■ **What you need to do**
Copy the records below exactly as they appear.

Point localization data
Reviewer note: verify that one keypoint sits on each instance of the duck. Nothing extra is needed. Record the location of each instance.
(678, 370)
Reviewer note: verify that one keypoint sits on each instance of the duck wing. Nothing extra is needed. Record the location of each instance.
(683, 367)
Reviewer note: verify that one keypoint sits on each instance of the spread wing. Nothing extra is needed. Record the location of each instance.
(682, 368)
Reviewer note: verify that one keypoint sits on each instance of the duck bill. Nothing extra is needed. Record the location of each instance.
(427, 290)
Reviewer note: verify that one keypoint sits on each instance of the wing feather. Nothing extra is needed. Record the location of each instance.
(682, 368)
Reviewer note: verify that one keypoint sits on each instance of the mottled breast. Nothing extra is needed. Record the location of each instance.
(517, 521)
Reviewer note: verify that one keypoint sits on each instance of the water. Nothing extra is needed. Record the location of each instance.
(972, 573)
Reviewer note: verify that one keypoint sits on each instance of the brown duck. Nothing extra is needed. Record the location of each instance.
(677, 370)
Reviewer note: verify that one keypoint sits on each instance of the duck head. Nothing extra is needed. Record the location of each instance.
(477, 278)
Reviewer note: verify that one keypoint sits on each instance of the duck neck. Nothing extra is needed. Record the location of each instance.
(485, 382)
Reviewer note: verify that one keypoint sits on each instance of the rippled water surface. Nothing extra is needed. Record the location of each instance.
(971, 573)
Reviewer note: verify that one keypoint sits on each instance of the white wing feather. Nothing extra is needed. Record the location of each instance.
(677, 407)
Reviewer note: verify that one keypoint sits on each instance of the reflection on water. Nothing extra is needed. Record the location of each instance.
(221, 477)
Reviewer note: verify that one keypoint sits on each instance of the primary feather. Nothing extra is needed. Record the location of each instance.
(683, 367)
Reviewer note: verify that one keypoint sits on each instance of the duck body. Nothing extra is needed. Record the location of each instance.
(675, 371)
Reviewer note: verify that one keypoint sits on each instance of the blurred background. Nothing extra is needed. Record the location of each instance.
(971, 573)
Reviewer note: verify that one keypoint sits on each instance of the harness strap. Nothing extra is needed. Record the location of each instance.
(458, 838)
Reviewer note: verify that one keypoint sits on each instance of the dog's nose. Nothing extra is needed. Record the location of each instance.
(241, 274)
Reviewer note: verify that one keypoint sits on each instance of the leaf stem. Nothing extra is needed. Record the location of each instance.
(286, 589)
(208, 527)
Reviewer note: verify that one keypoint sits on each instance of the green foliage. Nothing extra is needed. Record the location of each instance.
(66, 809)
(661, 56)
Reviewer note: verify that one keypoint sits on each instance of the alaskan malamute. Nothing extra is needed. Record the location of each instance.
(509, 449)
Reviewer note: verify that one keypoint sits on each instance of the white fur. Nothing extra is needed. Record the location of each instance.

■ **Exercise answer**
Reviewer note: verify that one keypoint sits on each instance of the duck. Nothing extra is needed. Record the location of each instance.
(678, 370)
Reviewer note: verify that one keypoint sits on each instance of the duck wing. Nothing extra is needed. Record the location of each instance.
(683, 367)
Reviewer note: verify that one keypoint sits on each instance of the spread wing. Nothing extra is needed. Record the location of each instance.
(682, 368)
Reviewer note: verify that one keypoint sits on each instance of the duck bill. Nothing extra is needed. Record the location of each instance.
(427, 290)
Reviewer note: verify that one keypoint sits on each instance of the wing feather. Nothing extra is needed. Record the location of each instance.
(682, 368)
Reviewer note: verify that one keypoint sits on each instance of the mottled breast. Nothing extra is needed. Record the location of each instance.
(517, 521)
Reviewer note: verify that one keypoint sits on each instance of the water. Nothing extra is needed. Record the location of each instance.
(972, 573)
Reviewer note: verify that one keypoint sits on each instance of the brown duck. Nothing extra is needed. Record the location of each instance.
(677, 370)
Reviewer note: verify that one keypoint sits on each instance of the duck head. Nothing extra is needed. Record the location of each instance.
(477, 278)
Reviewer note: verify that one keypoint sits on each instance of the duck neck. Nothing extra is needed. Record the location of each instance.
(485, 382)
Reviewer note: verify that one keypoint sits on each instance of the rippled water surface. Nothing extra is needed. Record the location of each instance.
(971, 573)
Reviewer note: verify that one keypoint sits on each instance of the white wing feather. Nothing extra is needed. Record the location of each instance.
(677, 407)
Reviewer note: verify that one keypoint sits on each instance of the reflection on water. Nothing extra is needed. Record the location of each instance.
(221, 477)
Reviewer note: verify that one keypoint sits on each instance of the primary feather. Nothing extra is needed. Record the location of each instance.
(683, 367)
Reviewer note: verify that one keypoint sits on each instance of the duck body. Nothing extra is needed. Record the location of each instance.
(675, 371)
Reviewer note: verify that one keypoint sits on each instance of the blurred background. Nothing extra is needed. Record the location of each instance.
(971, 573)
Reviewer note: verify that one keypoint sits on each instance of the harness strap. Nothing extra is needed. Record the location of each instance.
(458, 838)
Reviewer note: verify that one keypoint sits on each instance of the dog's nose. Nothing extra is needed. Record the location of each instance.
(241, 274)
Reviewer note: verify that one keypoint sits on each instance of the leaf stem. Nothing extra is needed. Record the location of each instance.
(286, 589)
(208, 527)
Reviewer note: verify that one keypoint sits on each instance of the green foliage. Nothing extra is needed. Record the location of each instance.
(66, 809)
(661, 56)
Reviewer note: verify that one keypoint sits on each instance of the alaskan malamute. Nothing extra is needed. Record the location of each instance.
(509, 449)
Reviewer note: verify that one keypoint sits on each instance of the white fur. Nothing extra is needed. Record the location of each instance.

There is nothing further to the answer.